**Directions for this task:** Pick up the author Q&A with Charles Porter below and continue it past its final line.

Thursday, April 16, 2026

Book Amplifier Tour with a Q&A from the author, Charles Porter


 What’s a detail, theme, or clue in your book that most readers might miss on the first read but you secretly hope someone notices?

The main character is a high functioning schizophrenic.


When did this story or idea “click” into place for you—was there a single moment you knew you had to write it?

After I was 60 years old.


Which character or real-life person surprised you the most while writing this book, and why?

Aubrey Shallcross. He turned out to be me.


If your book had a soundtrack, what three songs would be on it and what scenes or moments would they pair with? 

“Please Come to Boston”—Dave Loggins—The opening scene in the Shallcross: The Blindspot Cathedral.

“Rachel Mason”—By Charles Porter—-Sung on stage in a bar to his sweetheart in Flame Vine. 

“Pegasus”—By Charles Porter— Sung in a recording studio at the end of Flame Vine.

Text-to-region grounding data
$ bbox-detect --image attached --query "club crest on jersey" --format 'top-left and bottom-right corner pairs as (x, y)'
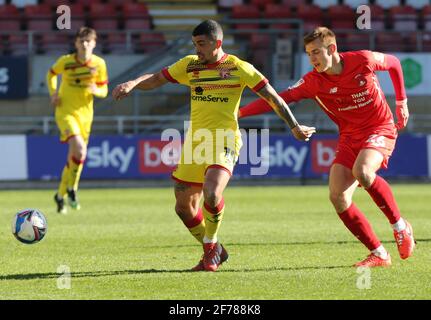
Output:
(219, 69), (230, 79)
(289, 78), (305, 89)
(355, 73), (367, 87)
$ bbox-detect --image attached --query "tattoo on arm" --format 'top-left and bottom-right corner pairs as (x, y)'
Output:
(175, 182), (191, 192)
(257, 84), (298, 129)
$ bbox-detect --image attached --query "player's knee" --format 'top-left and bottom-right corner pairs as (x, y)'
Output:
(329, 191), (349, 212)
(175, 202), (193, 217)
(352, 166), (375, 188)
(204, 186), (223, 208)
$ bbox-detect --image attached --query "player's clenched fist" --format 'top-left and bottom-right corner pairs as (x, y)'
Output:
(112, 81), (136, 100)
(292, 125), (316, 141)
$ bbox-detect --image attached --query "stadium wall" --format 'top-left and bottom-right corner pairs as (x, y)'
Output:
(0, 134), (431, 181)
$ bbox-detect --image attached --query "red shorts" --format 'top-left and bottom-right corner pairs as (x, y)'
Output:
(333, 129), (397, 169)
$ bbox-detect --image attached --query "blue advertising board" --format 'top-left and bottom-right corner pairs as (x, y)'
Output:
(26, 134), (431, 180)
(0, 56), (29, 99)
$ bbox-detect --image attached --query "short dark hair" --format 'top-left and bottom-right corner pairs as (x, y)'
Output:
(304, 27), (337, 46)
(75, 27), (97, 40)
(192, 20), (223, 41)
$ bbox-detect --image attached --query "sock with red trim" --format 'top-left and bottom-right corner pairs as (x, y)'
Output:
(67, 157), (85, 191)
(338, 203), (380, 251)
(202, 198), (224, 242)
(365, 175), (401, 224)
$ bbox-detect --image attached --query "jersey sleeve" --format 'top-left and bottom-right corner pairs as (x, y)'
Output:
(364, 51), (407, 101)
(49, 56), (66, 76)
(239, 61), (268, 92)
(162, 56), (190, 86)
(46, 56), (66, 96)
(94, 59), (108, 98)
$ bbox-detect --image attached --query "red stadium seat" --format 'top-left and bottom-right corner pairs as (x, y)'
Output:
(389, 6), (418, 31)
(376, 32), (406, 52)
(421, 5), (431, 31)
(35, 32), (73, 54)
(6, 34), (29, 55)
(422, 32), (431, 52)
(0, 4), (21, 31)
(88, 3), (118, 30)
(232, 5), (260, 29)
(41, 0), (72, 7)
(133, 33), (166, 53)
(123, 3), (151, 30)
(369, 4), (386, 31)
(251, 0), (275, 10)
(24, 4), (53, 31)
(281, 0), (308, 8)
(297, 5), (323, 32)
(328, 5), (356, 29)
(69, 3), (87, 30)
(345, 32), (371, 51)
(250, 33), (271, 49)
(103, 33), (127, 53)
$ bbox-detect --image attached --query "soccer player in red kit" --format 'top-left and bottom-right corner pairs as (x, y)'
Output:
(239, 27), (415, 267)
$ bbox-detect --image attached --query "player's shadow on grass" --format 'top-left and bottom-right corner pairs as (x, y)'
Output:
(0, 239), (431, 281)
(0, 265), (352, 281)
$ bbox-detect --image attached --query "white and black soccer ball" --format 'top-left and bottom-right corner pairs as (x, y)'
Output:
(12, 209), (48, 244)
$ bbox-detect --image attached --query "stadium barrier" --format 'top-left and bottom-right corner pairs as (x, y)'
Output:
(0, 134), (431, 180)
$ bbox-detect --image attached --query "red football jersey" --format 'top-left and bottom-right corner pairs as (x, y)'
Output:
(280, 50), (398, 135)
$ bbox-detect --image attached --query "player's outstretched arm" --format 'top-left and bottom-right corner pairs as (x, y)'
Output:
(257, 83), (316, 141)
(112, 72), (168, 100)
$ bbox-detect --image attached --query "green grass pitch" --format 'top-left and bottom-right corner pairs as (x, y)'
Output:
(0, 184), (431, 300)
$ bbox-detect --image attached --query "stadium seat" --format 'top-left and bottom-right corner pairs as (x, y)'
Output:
==
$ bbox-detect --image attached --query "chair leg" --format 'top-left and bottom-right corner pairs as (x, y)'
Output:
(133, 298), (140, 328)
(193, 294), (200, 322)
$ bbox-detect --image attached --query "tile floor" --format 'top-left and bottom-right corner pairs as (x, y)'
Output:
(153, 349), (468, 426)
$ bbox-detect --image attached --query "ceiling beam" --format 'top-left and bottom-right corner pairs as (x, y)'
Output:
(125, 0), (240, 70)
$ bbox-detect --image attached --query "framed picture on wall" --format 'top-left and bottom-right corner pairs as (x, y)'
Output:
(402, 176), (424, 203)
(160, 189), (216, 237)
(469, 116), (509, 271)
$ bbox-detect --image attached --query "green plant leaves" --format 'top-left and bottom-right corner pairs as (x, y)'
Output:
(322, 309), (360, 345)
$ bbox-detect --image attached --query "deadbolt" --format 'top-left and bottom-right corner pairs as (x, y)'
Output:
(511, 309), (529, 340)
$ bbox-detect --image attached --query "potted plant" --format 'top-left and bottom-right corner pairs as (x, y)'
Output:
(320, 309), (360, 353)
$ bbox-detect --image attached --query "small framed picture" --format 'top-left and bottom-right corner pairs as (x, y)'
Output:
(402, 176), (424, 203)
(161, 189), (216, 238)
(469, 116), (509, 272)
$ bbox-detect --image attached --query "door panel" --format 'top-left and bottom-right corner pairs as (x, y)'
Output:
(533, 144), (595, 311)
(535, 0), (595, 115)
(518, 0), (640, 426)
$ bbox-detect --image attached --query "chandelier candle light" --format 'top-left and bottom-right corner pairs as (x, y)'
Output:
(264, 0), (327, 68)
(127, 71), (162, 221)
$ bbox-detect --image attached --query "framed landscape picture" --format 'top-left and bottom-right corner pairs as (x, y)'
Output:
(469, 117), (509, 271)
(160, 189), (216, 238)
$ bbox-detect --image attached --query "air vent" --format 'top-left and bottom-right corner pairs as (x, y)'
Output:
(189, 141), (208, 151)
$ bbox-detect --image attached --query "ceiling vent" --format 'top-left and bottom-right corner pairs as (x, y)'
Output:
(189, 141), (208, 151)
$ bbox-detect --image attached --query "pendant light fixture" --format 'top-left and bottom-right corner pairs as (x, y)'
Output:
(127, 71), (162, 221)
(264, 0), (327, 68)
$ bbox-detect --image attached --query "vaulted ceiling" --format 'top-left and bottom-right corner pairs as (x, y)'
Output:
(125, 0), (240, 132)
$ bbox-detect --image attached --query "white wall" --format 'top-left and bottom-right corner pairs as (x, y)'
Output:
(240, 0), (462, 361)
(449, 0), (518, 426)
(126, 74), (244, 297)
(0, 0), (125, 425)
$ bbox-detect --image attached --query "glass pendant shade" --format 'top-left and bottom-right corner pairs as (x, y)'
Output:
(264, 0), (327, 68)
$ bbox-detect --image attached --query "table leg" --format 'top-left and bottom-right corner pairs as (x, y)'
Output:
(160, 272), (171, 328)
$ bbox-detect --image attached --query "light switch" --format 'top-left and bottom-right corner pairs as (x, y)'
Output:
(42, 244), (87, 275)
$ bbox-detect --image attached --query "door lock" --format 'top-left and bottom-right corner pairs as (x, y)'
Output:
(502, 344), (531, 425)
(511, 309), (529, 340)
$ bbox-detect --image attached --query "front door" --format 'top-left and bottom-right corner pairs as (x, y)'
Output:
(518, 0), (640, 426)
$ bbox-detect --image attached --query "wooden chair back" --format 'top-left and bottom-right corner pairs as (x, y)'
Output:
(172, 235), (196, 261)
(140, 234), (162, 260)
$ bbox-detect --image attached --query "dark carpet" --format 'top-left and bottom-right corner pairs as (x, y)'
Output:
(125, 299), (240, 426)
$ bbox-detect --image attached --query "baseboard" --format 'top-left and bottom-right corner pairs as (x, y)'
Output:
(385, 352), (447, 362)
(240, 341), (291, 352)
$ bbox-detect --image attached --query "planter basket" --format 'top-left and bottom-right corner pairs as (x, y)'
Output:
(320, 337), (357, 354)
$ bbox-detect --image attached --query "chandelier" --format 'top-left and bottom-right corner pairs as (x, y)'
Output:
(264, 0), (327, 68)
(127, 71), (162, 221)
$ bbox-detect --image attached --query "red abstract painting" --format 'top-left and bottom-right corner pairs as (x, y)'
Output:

**Your response:**
Not all schizophrenics are mentally ill, in fact many act normal.


What’s one belief, question, or emotional truth you hope readers carry with them long after they finish your book?

One is the loneliest number that you’ll ever choose.


If your protagonist (or central figure) could give the reader one piece of advice, what would it be?

Listen to the voices in your head—they’re real.


What real-world place, object, or memory helped shape a key element in your book?

Every piece of fiction is a higher form of autobiography. The book is full of Florida, and my  life of eighty-two years—ups, downs, all around.


What’s something you had to research, learn, or experience to write this book that genuinely surprised you?

Only some research on Schizophrenia. Mostly that came from Julian Jayne’s book The Origin of Consciousness in the Breakdown of the Bicameral Mind, the rest came from my head, I was born in the Chinese year of the monkey—monkey mind.


If your book were invited to join a shelf with three other titles, which ones would make you happiest?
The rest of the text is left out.